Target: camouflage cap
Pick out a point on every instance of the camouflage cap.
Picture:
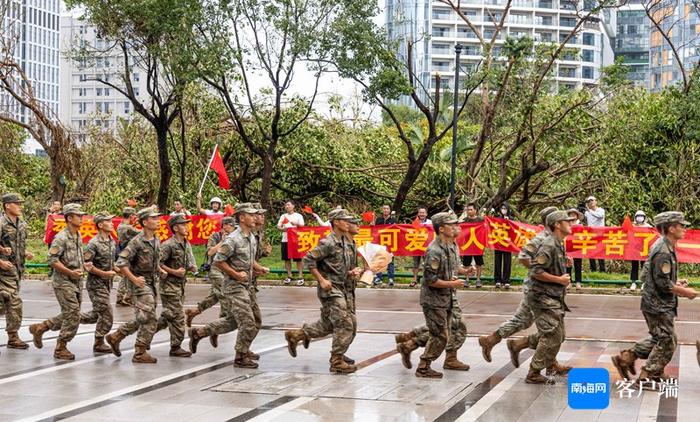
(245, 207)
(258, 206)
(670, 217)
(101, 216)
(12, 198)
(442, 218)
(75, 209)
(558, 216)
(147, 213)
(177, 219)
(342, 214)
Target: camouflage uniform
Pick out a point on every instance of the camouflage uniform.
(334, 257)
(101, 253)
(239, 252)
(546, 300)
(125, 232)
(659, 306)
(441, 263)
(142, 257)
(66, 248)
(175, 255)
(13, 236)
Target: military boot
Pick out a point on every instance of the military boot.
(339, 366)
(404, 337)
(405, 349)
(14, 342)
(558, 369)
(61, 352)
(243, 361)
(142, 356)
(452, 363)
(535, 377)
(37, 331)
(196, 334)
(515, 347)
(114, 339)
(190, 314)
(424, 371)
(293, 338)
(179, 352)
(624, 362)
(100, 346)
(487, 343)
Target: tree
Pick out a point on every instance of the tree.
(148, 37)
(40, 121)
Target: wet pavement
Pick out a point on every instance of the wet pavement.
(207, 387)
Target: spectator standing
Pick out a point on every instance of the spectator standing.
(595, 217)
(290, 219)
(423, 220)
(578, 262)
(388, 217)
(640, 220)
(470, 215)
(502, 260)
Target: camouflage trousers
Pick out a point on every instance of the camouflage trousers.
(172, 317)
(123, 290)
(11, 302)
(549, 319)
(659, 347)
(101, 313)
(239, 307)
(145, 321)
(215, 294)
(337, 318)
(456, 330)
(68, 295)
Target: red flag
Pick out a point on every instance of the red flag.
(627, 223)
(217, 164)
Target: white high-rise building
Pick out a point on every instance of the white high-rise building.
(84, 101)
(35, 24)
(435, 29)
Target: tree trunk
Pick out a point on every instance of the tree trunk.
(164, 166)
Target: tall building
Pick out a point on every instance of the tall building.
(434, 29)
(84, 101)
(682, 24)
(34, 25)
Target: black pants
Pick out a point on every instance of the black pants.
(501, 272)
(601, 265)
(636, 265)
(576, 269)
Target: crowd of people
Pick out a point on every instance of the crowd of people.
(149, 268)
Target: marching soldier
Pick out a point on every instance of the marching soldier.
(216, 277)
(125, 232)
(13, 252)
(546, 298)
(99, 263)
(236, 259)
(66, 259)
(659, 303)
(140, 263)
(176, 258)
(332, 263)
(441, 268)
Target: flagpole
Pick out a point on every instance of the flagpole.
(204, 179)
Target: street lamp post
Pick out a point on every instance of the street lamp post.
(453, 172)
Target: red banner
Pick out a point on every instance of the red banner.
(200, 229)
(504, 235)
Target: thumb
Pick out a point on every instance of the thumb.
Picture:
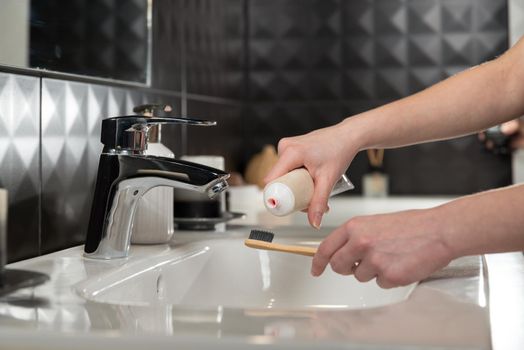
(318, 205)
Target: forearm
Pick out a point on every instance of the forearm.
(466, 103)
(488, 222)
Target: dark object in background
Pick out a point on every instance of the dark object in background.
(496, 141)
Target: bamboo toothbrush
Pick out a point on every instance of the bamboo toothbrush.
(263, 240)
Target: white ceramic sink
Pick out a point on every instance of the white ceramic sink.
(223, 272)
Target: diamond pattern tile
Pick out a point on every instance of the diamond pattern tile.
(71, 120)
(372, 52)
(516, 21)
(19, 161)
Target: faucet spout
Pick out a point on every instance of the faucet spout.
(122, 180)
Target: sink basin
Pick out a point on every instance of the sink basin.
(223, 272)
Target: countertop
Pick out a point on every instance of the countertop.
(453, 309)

•••

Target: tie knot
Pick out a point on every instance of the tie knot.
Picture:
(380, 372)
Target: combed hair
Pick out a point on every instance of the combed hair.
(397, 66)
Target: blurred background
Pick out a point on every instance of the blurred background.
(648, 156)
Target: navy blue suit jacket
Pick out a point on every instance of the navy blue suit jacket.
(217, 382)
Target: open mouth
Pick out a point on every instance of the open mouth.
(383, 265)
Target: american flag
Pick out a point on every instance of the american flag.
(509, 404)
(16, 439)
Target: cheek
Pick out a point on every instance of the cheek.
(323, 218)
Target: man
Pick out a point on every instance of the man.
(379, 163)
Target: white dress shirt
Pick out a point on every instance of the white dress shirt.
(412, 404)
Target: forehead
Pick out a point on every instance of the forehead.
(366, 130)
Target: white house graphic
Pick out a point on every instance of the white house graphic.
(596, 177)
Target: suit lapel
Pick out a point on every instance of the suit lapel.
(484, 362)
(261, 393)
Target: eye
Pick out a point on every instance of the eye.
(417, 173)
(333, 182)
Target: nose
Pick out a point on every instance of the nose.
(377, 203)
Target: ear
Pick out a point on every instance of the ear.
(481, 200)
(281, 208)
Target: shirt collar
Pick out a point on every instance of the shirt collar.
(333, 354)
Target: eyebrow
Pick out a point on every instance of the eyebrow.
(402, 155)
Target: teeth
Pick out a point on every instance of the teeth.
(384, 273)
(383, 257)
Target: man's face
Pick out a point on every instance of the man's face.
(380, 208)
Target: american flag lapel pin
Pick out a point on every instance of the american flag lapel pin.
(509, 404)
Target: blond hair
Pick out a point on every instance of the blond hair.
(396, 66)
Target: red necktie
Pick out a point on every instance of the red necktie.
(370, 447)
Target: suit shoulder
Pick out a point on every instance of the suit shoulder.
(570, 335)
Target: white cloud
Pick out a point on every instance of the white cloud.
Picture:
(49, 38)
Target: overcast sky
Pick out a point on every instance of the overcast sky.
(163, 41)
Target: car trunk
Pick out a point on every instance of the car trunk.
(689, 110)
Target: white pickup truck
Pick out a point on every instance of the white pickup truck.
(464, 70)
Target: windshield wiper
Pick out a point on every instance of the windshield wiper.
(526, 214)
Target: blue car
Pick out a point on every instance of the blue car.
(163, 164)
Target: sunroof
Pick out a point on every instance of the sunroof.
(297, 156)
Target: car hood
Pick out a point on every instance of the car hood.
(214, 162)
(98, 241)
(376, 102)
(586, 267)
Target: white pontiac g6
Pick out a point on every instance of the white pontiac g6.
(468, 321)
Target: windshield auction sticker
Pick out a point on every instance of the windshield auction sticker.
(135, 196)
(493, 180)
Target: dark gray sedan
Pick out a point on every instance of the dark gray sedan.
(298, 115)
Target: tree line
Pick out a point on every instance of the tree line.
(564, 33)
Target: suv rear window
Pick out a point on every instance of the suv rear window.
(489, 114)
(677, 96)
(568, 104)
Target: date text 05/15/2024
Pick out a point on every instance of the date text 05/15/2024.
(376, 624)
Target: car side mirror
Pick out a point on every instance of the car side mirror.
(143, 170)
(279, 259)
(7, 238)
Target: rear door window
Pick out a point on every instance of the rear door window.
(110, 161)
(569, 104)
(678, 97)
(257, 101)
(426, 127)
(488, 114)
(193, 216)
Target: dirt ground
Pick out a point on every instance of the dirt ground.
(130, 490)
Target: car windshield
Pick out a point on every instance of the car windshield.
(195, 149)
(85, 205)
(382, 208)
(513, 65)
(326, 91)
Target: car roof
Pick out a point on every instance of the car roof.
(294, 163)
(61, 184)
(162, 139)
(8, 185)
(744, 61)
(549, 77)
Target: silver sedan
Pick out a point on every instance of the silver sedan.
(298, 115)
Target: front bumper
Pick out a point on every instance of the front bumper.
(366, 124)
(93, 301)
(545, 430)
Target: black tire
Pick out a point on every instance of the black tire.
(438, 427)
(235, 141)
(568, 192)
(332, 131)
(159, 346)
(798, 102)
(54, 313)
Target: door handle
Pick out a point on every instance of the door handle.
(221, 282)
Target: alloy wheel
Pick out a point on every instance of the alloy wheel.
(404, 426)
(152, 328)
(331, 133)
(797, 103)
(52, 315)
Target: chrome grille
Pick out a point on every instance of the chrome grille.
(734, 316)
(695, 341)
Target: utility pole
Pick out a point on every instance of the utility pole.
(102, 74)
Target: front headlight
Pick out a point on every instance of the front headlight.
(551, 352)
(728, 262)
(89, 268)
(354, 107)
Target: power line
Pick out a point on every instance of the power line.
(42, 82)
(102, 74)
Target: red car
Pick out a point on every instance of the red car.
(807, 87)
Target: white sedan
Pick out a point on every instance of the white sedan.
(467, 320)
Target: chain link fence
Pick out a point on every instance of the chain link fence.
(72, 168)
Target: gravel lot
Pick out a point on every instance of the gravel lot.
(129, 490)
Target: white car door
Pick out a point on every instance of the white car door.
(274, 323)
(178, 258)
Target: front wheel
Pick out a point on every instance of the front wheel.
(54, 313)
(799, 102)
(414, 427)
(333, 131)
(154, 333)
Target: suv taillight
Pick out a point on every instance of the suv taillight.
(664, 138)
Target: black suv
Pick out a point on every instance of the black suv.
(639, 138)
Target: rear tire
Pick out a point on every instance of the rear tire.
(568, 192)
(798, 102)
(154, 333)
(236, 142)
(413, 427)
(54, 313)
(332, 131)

•••

→ EXERCISE DESCRIPTION:
In the records above, find each line that mentions the word "thumb", and copy it.

→ SOLUTION TO THE PROBLEM:
Target: thumb
Pick out a point on every instance of the thumb.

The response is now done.